• [PROMPT]:
Rewrite the data below, substituting "Target" for every occurrence of "Query" and leaving everything else unchanged.

━━━━━━━━━━━━━━━━━━━━━━━━━━━━━━

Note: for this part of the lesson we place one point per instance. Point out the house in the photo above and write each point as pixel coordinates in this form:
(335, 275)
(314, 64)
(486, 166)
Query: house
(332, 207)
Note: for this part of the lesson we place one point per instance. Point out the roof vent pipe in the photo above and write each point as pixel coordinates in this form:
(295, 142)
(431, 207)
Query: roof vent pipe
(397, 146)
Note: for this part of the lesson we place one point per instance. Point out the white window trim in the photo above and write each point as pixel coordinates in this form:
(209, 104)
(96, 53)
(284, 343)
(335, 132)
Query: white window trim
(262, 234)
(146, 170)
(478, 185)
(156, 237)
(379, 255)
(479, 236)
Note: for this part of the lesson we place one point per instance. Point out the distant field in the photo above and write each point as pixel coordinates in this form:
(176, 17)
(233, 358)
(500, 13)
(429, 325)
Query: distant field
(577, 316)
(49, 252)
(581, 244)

━━━━━━━━━━━━━━━━━━━━━━━━━━━━━━

• [COMPLETE ANSWER]:
Note: for this part of the lesson we place one point per instance. Point out the house in the photo above and write each point as pixel coordinates in this form:
(335, 275)
(314, 64)
(486, 166)
Target: house
(332, 207)
Note: for this part of the lesson we place one point per instance. Point out the roof vent pipe in the photo above and write each point as pixel coordinates in this form:
(295, 142)
(431, 207)
Target: roof vent pipe
(397, 146)
Note: for this part of the lesson we place one point per instance. Point out the white window trim in the photo above and write each point as pixel coordinates in this form:
(209, 104)
(96, 53)
(284, 343)
(335, 132)
Target: white window trim
(262, 234)
(146, 170)
(478, 185)
(156, 237)
(379, 255)
(479, 236)
Note: for this part of the lesson we place one point per instance. Point out the distant field in the photo above and write each point as pixel coordinates in this form:
(176, 17)
(233, 358)
(500, 13)
(429, 325)
Target: distant field
(577, 316)
(49, 252)
(581, 244)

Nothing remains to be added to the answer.